### Kerjakan soal berikut
• A. Ringkaslah berita tentang proyek MYC di Kutai Timur dalam dua kalimat.
• B. Menurut berita tentang proyek MYC di Kutai Timur, berapa banyak proyek infrastruktur prioritas di Dapil 5 yang digeser ke tahap kedua?
• C. Lanjutkan berita tentang proyek MYC di Kutai Timur, mulai setelah kalimat terakhirnya.

─── Kutipan ───

Kutai Timur – Dewan Perwakilan Rakyat Daerah (DPRD) Kutai Timur (Kutim) menegaskan sikap tegasnya untuk menolak memaksakan proyek Multiyears Contract (MYC) yang belum memenuhi persyaratan administrasi teknis. Ketua Pansus RTRW, Sayyid Umar, menyatakan bahwa penganggaran MYC tahap pertama hanya akan dilakukan untuk kegiatan yang dokumennya sudah lengkap, terutama Feasibility Study (FS).
Sayyid Umar mengungkapkan, sebanyak enam proyek infrastruktur prioritas di Daerah Pemilihan (Dapil) 5 terpaksa digeser ke tahap kedua karena belum adanya dokumen FS yang bersifat mutlak harus ada di awal.
“Kemarin ada enam kegiatan yang kita masukkan untuk wilayah Zona Dapil 5. Cuma karena ada persyaratan yang belum cukup, yaitu belum ada FS-nya, akhirnya kita tunda untuk tahap kedua,” ujar Sayyid Umar.
Sayyid Umar menekankan bahwa kehati-hatian ini penting untuk menghindari risiko hukum dan keuangan di kemudian hari. Ia menggarisbawahi bahwa FS adalah dokumen wajib yang tidak dapat menyusul, berbeda dengan Detail Engineering Design (DED) yang mungkin bisa diakomodasi dalam skema turnkey contract.

─── Materi hasil ekstraksi ───

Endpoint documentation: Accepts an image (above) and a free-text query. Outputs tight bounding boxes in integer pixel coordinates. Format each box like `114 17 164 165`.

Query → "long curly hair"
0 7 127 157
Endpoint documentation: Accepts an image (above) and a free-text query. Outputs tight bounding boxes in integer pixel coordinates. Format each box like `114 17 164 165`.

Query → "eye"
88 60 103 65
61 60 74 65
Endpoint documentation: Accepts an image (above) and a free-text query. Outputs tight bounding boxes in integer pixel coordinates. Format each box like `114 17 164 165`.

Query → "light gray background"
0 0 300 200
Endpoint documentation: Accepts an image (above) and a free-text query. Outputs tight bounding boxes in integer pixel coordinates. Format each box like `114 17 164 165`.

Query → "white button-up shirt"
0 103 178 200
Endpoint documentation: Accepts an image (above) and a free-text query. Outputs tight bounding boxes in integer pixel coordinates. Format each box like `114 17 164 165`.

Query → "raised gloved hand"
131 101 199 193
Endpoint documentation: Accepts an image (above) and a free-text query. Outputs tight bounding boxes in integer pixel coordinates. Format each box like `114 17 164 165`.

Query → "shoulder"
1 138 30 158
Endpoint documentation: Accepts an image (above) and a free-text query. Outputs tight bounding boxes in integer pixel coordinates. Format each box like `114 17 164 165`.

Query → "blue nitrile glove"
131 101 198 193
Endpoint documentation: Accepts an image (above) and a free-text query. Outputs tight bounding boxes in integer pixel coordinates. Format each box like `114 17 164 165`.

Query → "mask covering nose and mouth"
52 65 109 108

───

### Jawaban latihan ini
• A. DPRD Kutai Timur menolak memaksakan proyek Multiyears Contract (MYC) yang belum memenuhi persyaratan administrasi teknis, sehingga penganggaran MYC tahap pertama hanya dilakukan untuk kegiatan yang dokumennya sudah lengkap, terutama Feasibility Study (FS). Karena belum ada FS, enam proyek infrastruktur prioritas di Dapil 5 digeser ke tahap kedua, dan Sayyid Umar menekankan bahwa kehati-hatian ini penting untuk menghindari risiko hukum dan keuangan di kemudian hari.

• B. Enam proyek.

• C.
“Kalau DED itu kemungkinan bisa saja [menyusul] dalam sistem turnkey, tapi kalau FS tidak bisa. Makanya kita pilih yang betul-betul ada FS-nya agar penganggaran jelas,” jelasnya.
Penundaan ini merupakan upaya preventif untuk mencegah masalah serius di kemudian hari, seperti pembengkakan anggaran, sengketa lahan, atau masalah kepemilikan lahan perusahaan. Proyek-proyek yang tertunda ini meliputi pembukaan akses vital di wilayah pesisir yang terisolir, seperti jalur Sandaran ke Seriung dan Tanjung Manis.
Sayyid Umar mendorong Organisasi Perangkat Daerah (OPD) terkait untuk segera menyiapkan dokumen FS dan DED agar proyek-proyek krusial ini dapat masuk dalam skema penganggaran tahun-tahun berikutnya, yang diproyeksikan pada 2028–2029.(Adv)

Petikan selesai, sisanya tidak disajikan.